— START STORED RECORDS —
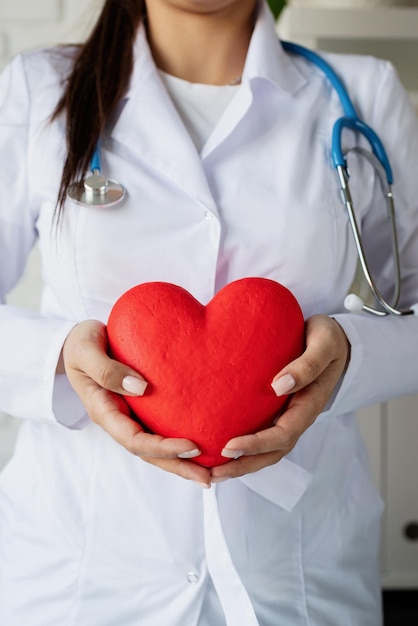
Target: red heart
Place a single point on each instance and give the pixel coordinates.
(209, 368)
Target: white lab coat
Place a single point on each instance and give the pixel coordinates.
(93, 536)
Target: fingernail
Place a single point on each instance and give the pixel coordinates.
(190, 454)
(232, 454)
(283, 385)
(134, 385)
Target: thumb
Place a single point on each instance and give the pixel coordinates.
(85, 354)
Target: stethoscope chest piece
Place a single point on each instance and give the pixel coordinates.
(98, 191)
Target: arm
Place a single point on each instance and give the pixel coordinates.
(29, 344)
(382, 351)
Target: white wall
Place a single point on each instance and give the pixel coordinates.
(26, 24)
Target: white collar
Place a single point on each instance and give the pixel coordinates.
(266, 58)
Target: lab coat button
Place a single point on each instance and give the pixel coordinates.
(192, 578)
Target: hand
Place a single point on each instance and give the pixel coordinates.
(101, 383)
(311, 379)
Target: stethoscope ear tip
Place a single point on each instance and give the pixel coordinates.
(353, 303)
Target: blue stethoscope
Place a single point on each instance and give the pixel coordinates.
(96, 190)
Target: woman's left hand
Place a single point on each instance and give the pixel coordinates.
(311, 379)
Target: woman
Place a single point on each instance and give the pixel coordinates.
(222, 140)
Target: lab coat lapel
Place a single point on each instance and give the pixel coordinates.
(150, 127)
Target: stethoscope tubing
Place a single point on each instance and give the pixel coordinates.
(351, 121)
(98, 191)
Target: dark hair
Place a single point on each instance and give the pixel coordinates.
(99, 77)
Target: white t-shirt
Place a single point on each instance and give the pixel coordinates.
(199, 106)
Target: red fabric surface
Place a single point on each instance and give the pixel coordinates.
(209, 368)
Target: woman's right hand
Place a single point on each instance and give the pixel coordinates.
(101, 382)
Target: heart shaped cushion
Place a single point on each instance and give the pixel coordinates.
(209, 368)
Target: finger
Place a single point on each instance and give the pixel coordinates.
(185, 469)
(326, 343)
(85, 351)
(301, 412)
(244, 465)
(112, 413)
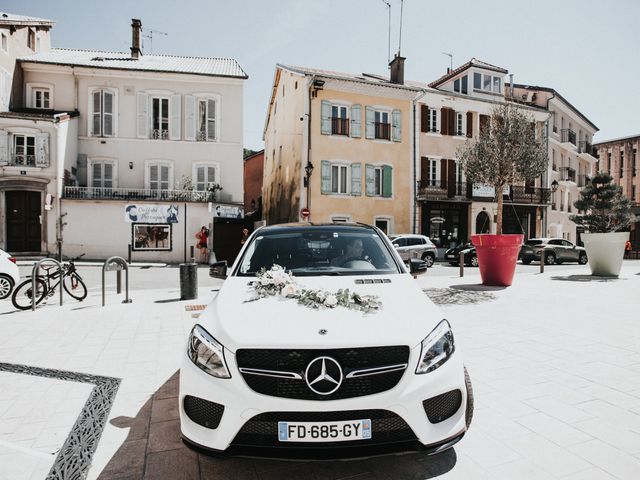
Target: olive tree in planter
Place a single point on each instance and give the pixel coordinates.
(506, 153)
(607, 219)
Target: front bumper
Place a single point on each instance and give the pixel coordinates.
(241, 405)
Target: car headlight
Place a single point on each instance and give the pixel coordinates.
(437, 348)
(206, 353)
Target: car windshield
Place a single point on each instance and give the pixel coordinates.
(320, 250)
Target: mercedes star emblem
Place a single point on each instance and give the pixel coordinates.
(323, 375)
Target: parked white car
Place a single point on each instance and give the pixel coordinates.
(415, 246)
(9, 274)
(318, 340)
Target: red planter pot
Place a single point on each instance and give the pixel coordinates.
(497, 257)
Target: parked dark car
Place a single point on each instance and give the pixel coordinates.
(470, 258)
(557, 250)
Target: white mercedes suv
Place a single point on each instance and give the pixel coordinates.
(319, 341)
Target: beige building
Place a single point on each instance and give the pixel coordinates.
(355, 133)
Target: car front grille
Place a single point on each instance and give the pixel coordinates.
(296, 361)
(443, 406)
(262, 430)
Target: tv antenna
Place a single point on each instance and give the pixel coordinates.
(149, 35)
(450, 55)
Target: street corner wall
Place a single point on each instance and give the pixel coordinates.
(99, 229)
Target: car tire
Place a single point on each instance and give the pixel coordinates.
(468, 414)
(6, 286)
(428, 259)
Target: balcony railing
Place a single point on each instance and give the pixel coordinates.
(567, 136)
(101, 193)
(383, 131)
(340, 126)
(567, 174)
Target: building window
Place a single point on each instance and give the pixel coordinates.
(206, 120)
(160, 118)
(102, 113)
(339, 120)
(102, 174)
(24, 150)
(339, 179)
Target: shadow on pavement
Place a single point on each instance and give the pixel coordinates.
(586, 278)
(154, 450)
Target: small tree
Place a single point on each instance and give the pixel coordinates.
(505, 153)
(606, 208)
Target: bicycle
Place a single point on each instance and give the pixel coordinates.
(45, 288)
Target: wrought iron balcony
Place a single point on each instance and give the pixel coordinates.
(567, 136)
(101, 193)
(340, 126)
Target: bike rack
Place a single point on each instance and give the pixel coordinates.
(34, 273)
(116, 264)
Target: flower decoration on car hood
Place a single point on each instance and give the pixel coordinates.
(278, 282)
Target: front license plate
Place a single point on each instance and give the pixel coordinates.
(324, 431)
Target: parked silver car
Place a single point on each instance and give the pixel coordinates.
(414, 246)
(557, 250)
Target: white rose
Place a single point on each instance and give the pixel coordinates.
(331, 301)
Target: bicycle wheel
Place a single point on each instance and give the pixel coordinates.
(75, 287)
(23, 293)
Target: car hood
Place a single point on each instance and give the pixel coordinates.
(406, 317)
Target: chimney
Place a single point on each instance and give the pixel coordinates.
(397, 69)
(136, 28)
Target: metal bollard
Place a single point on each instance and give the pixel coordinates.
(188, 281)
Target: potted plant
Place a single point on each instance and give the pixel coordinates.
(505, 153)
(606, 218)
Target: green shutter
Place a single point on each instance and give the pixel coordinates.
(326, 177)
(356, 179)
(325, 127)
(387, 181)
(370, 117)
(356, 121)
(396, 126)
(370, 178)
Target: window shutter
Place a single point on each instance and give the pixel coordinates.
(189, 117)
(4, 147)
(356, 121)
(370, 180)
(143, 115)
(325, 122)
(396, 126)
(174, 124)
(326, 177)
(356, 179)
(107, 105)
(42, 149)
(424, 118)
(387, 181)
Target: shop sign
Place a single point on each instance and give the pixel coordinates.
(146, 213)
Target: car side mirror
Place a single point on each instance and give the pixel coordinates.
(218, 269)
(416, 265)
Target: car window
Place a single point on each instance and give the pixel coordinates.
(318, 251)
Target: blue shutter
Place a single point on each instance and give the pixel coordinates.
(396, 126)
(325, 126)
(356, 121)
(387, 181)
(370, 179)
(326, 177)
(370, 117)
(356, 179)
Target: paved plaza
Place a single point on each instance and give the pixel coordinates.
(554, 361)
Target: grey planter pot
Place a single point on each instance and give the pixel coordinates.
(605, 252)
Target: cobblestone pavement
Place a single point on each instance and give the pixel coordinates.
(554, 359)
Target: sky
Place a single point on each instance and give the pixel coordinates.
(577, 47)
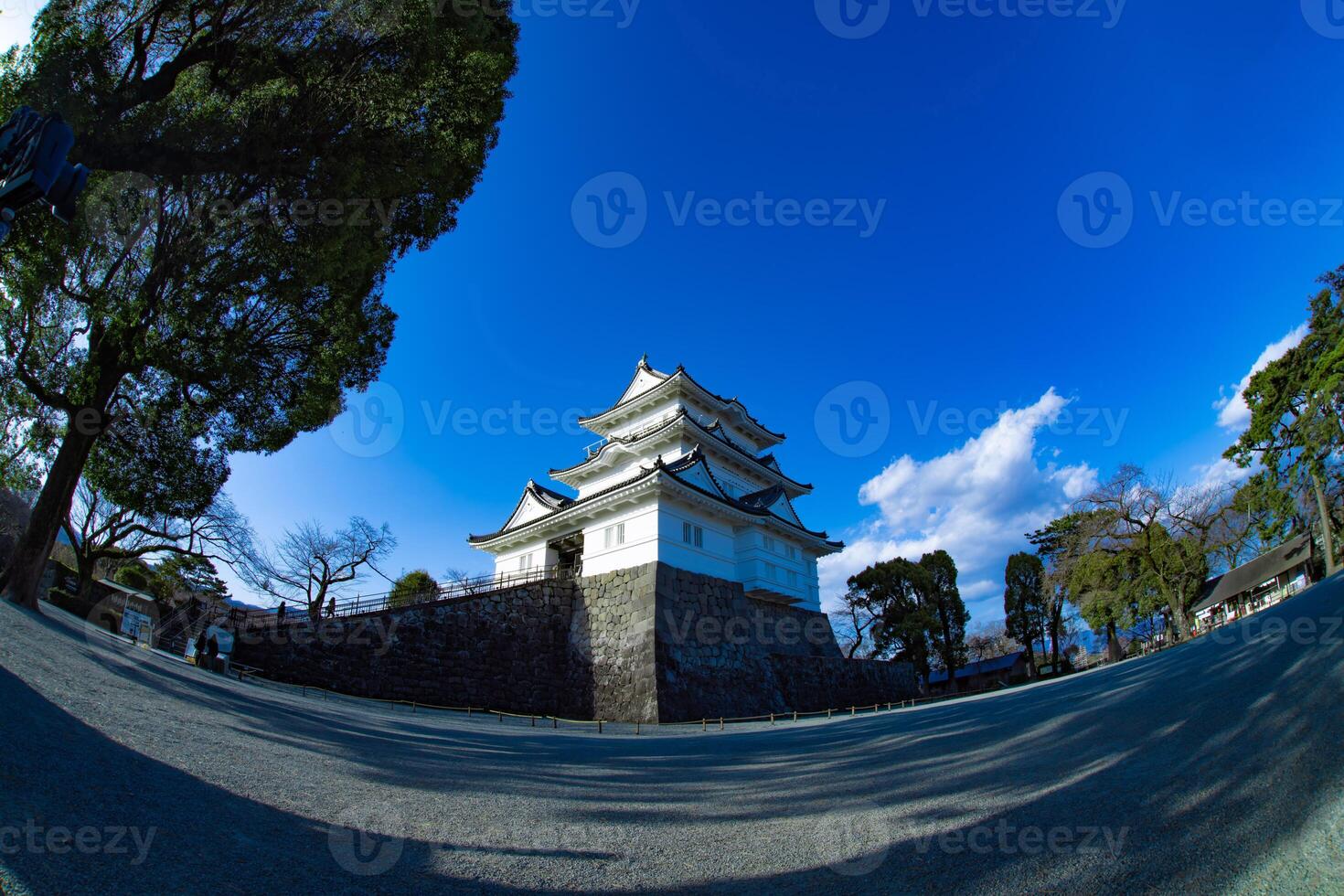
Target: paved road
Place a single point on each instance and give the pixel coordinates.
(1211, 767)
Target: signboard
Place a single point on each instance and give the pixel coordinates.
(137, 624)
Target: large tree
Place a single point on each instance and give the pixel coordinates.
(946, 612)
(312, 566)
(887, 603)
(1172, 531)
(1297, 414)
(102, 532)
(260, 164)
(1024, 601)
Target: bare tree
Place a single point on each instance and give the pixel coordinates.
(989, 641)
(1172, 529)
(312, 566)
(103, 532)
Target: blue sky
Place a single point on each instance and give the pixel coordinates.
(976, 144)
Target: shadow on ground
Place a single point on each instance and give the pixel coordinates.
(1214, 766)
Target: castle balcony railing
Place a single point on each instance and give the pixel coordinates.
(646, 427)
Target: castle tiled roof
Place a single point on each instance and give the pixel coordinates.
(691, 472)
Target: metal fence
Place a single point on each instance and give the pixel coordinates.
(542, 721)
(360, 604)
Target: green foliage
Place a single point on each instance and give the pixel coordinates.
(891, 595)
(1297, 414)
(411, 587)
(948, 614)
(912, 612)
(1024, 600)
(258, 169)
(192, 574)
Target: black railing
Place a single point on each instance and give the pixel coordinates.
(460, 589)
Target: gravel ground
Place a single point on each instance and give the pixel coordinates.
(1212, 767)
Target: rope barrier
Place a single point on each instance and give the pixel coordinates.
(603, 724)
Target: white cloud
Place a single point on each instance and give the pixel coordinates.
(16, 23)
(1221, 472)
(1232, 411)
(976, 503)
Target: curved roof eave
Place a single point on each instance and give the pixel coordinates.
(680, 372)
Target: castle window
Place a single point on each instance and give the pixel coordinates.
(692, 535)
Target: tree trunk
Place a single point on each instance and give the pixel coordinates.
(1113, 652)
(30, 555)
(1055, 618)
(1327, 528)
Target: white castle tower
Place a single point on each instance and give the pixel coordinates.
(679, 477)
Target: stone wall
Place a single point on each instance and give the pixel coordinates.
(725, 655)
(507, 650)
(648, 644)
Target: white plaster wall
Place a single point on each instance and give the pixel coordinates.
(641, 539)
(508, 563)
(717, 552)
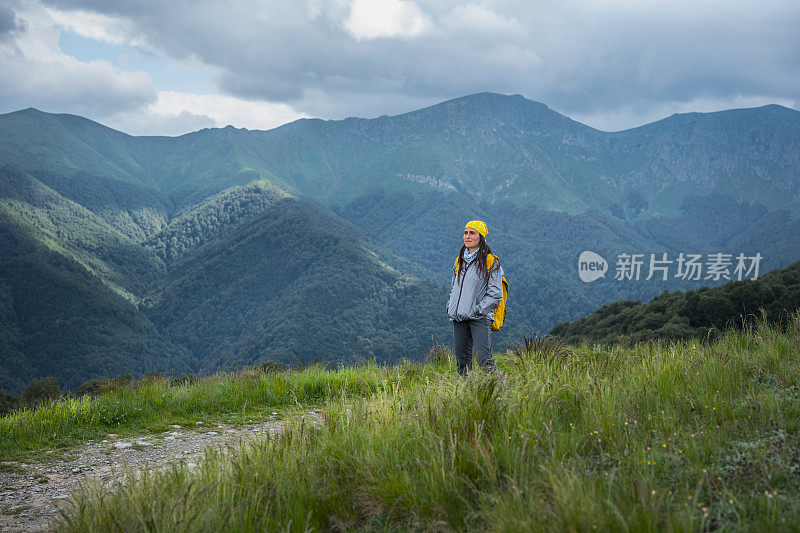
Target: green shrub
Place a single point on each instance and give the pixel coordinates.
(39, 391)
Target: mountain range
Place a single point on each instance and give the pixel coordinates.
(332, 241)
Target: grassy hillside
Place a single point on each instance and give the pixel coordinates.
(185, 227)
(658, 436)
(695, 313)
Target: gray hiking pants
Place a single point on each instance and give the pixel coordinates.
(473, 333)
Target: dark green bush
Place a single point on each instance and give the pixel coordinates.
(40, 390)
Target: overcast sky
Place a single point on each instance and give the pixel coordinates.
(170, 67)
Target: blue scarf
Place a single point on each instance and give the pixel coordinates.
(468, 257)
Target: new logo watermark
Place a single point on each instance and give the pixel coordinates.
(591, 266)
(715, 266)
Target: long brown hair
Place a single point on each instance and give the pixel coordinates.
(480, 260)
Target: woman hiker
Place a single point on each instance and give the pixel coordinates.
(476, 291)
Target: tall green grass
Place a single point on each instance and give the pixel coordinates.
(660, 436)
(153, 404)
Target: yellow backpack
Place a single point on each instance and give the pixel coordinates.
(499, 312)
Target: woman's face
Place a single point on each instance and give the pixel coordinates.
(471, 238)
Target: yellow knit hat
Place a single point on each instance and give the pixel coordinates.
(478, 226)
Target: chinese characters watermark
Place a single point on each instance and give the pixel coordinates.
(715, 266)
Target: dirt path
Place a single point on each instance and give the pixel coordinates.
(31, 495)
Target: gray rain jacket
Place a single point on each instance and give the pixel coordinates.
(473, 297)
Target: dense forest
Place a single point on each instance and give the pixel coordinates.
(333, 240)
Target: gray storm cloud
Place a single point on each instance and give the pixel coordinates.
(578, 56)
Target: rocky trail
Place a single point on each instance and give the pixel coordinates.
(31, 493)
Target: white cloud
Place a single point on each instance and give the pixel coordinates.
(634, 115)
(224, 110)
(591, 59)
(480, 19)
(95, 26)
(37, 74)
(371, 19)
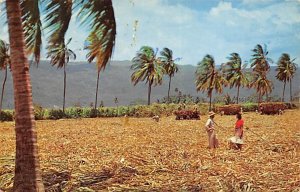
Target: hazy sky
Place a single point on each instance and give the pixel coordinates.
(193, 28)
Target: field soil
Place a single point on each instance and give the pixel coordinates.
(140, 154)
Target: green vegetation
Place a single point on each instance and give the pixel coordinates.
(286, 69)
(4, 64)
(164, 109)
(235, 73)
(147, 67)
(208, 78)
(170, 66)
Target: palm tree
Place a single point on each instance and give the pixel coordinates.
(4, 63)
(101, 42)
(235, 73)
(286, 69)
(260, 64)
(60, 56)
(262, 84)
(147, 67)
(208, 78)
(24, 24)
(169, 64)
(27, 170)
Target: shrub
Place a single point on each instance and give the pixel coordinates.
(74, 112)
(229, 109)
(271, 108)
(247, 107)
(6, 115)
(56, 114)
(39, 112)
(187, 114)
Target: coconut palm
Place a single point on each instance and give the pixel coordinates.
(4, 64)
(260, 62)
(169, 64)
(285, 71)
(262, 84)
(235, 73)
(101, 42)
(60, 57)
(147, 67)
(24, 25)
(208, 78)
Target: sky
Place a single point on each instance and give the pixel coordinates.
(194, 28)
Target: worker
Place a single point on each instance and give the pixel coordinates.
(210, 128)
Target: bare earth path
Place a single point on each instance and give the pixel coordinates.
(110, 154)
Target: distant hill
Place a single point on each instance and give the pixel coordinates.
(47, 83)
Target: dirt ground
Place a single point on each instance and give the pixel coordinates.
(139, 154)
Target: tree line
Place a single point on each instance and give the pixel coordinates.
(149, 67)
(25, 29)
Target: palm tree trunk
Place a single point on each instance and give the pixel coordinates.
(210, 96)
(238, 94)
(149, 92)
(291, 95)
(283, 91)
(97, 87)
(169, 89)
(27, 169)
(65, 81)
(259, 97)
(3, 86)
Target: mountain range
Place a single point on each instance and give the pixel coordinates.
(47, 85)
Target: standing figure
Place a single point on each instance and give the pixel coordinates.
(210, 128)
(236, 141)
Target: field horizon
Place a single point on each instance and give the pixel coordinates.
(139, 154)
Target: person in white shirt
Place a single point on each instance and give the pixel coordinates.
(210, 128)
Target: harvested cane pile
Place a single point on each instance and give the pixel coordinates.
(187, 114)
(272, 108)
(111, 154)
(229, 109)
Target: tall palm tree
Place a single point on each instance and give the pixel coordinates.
— END STORED RECORDS —
DIRECTIONS:
From the line that contains "Target: shrub" down to the last line of the listing above, repeat each line exactly, and include nothing else.

WRITTEN REPLY:
Target: shrub
Place a single point on each instance and give the pixel coordinates.
(74, 112)
(229, 109)
(271, 108)
(247, 107)
(6, 115)
(56, 114)
(39, 112)
(187, 114)
Target: coconut palm
Place a single point on each instance and give the pixel coordinates.
(4, 64)
(260, 62)
(169, 64)
(285, 71)
(262, 84)
(235, 73)
(101, 42)
(60, 57)
(147, 67)
(24, 25)
(208, 78)
Target: sky
Place a single point on each instance and give the pixel coordinates.
(194, 28)
Target: worker
Place a single point on each instance and give the pixel coordinates.
(210, 128)
Target: bare earth path
Place a single point on each instance and give the pixel coordinates.
(110, 154)
Target: distant hill
Place a single point on each instance and give the pixel coordinates.
(47, 83)
Target: dirt ground
Place a single point on each instance and give the pixel coordinates.
(139, 154)
Target: tree line
Place a single point on each instance and give the pixel coordinates.
(149, 67)
(25, 29)
Target: palm tree trunk
Place a single point on each instance and give the pixel coordinates.
(210, 96)
(238, 94)
(149, 92)
(291, 95)
(283, 91)
(97, 87)
(169, 89)
(27, 169)
(65, 81)
(259, 97)
(3, 86)
Target: mountain range
Place a single point on each instance and give the pixel coordinates.
(47, 85)
Target: standing figure
Place a single point on each instance and give the pixel coordinates.
(210, 128)
(236, 141)
Target: field horizon
Place a single point on each instance and give the pixel coordinates.
(139, 154)
Target: person in white shirt
Place a single point on each instance and give the pixel coordinates.
(210, 128)
Target: harvested cane pile
Place a single point on each instance and give the pixel coordinates.
(187, 114)
(272, 108)
(111, 154)
(229, 109)
Target: tall palm tree
Place a single point on each instance and give the pixel coordinates.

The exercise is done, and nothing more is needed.